> _EXERCISE TASKS_
1: Using the editorial on Macron and the French legislative elections, answer these questions:
(a) How many candidates for Parliament does the editorial say the president took pride in choosing?
(b) What does the editorial call the most popular form of political protest in the face of growing misery?
(c) Which problems does the editorial say cannot be solved with racism?
2: Repeat word for word the stretch of the editorial on Macron and the French legislative elections from "It was supposed" through "this electoral circus?".
3: Write what follows in the editorial on Macron and the French legislative elections, starting after its last line.

> _PROVIDED PASSAGE_

━━━━━━━━

France: To Counter Macron, an Electoral Slap in the Face is not Enough!

June 13, 2022, Editorial of the Workplace Newsletters of the Etincelle fraction of the New Anticapitalist Party (NPA), Translated from French

It was supposed to just be a formality, but now Macron’s electoral machine is in a jam! The newly re-elected president may not be guaranteed a majority in the National Assembly (French Parliament). There is only a 20,000-vote margin between the presidential coalition (Ensemble) and the left-wing coalition (Nupes). But nevertheless, this is a slap in the face for this president who took pride in choosing each of the 577 candidates for Parliament: for example, Blanquer, the former Minister of Education, despised by both teachers and students! We are also delighted to see Zemmour’s (far-right politician) policies of hate disappear from the electoral platforms. What will happen beyond this electoral circus?

A Social Crisis, and a Silent Anger

We understand why voters would want to consent to the presidency of the wealthy in the first electoral round, and soon after in the second round. However, these are merely electoral gestures, even if they come from the left.

Electoral abstention is still the most popular form of political protest in the face of growing misery. This is silence and pent-up anger, rather than indifference to social problems. For there is a paradox: the institutional left is returning to political power at full force, but at a time when the working classes are largely abstaining from electoral politics, and questions around social problems are all around us.

Macron, on the other hand, sponsors candidates of the small minority of rich people, wars, pollution, and money. And what about Marine Le Pen, the far-right Presidential candidate? Well, as soon we talk about real problems, when it comes to answers she disappears. No surprise there: you can’t solve the problems of inflation, poverty, unemployment, hospitals, pensions for the elderly with racism.

Is the Left a Solution?

━━━━━━━━

Records from a data source
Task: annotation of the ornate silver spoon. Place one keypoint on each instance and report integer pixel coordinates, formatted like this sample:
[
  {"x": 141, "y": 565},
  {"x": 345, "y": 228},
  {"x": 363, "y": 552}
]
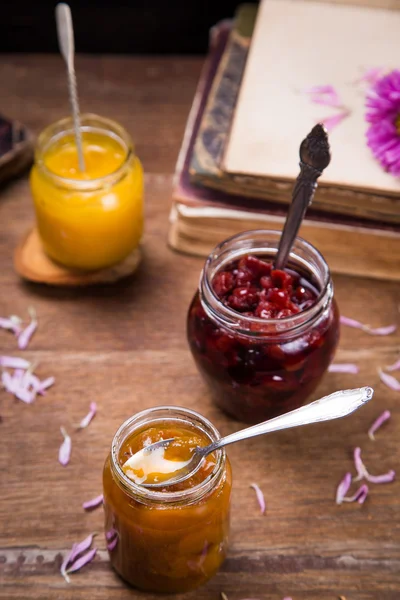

━━━━━━━━

> _YOUR WRITTEN ANSWERS_
1:
(a) 577
(b) Electoral abstention
(c) Inflation, poverty, unemployment, hospitals, and pensions for the elderly

2:
It was supposed to just be a formality, but now Macron’s electoral machine is in a jam! The newly re-elected president may not be guaranteed a majority in the National Assembly (French Parliament). There is only a 20,000-vote margin between the presidential coalition (Ensemble) and the left-wing coalition (Nupes). But nevertheless, this is a slap in the face for this president who took pride in choosing each of the 577 candidates for Parliament: for example, Blanquer, the former Minister of Education, despised by both teachers and students! We are also delighted to see Zemmour’s (far-right politician) policies of hate disappear from the electoral platforms. What will happen beyond this electoral circus?

3:
The Nupes calls itself left-wing, and put up some candidates that we can see ourselves in. For example, the baker who went on a hunger strike in order to keep his apprentice who did not have the right papers, or the cleaning lady who led a long and successful strike against a hotel chain.

Many voters, with no illusions in the promises of the Nupes, sought above all to block Macron, and postpone the pension reform. Except that Mélenchon (politician leading the left-wing alliance, the Nupes) and the apparatuses of this so-called left, defend political compromise with Macron, the president of the rich. This is a way for those responsible for social misery and its victims to defend an alliance of the rich and poor. Not long ago, the same Mélenchon praised a vote that would “avoid miles-long demonstrations.” In the middle of the war in Ukraine and colonial plundering in Africa, Mélenchon is aligning himself in advance with Macron, as he has assured us that with him as Prime Minister, “France would speak with one voice.” A reminder of the rotten left-wing governments of the past.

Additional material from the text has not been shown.